_Goal of the exercise_
Pick out every line in the records below that contains the word "green", and copy each of those lines in full.

Excerpts from annotation records
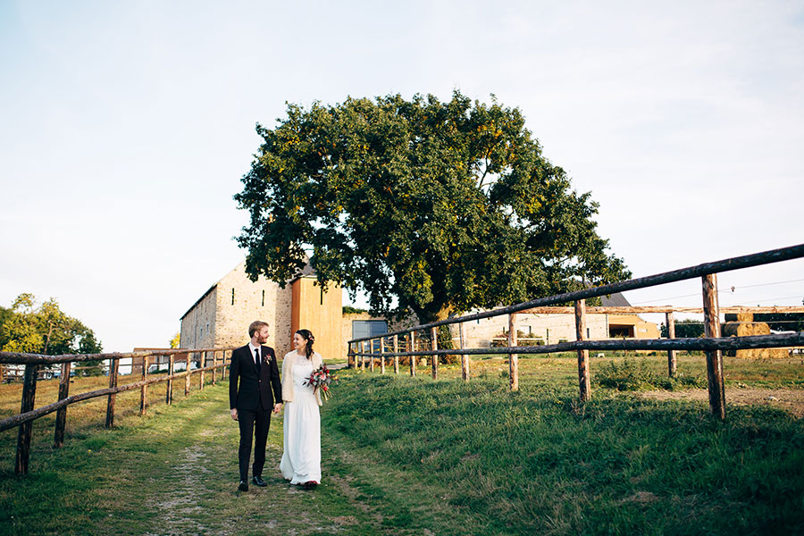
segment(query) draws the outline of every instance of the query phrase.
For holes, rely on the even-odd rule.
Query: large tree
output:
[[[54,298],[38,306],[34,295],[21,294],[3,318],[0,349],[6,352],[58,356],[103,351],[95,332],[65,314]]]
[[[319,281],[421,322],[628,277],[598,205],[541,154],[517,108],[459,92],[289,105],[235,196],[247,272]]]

...

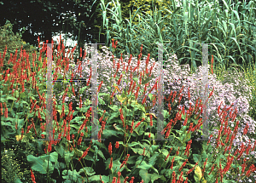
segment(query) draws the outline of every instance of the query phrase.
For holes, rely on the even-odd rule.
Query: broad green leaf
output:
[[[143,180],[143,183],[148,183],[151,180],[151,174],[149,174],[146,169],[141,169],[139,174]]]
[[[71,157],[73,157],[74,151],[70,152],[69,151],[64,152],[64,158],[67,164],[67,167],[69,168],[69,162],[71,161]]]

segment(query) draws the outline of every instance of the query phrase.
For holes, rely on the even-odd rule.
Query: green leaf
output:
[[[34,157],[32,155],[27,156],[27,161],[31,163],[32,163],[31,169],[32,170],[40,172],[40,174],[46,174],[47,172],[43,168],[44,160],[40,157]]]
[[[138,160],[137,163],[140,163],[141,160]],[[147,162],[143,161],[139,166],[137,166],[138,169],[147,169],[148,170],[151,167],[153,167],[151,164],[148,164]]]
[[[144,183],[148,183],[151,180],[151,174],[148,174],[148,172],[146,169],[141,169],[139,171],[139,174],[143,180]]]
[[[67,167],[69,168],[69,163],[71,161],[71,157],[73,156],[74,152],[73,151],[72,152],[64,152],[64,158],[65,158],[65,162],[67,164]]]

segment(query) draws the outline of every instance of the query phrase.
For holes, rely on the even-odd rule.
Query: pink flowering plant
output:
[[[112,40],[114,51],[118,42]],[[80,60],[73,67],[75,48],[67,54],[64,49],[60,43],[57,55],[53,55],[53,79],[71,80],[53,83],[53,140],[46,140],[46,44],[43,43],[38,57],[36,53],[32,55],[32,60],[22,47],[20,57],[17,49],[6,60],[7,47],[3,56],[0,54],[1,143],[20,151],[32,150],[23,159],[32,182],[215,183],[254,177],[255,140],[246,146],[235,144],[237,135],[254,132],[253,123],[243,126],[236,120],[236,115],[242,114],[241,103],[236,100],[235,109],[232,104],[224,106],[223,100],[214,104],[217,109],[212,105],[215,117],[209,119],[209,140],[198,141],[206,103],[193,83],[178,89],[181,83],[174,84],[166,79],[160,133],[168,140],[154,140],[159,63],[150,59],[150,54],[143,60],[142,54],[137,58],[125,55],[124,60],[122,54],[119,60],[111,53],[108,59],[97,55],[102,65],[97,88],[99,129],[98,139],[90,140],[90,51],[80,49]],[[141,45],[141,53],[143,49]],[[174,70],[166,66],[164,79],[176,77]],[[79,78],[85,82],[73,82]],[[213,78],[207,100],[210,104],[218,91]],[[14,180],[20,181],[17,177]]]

_Correct result_
Query: broad green leaf
Query: green leaf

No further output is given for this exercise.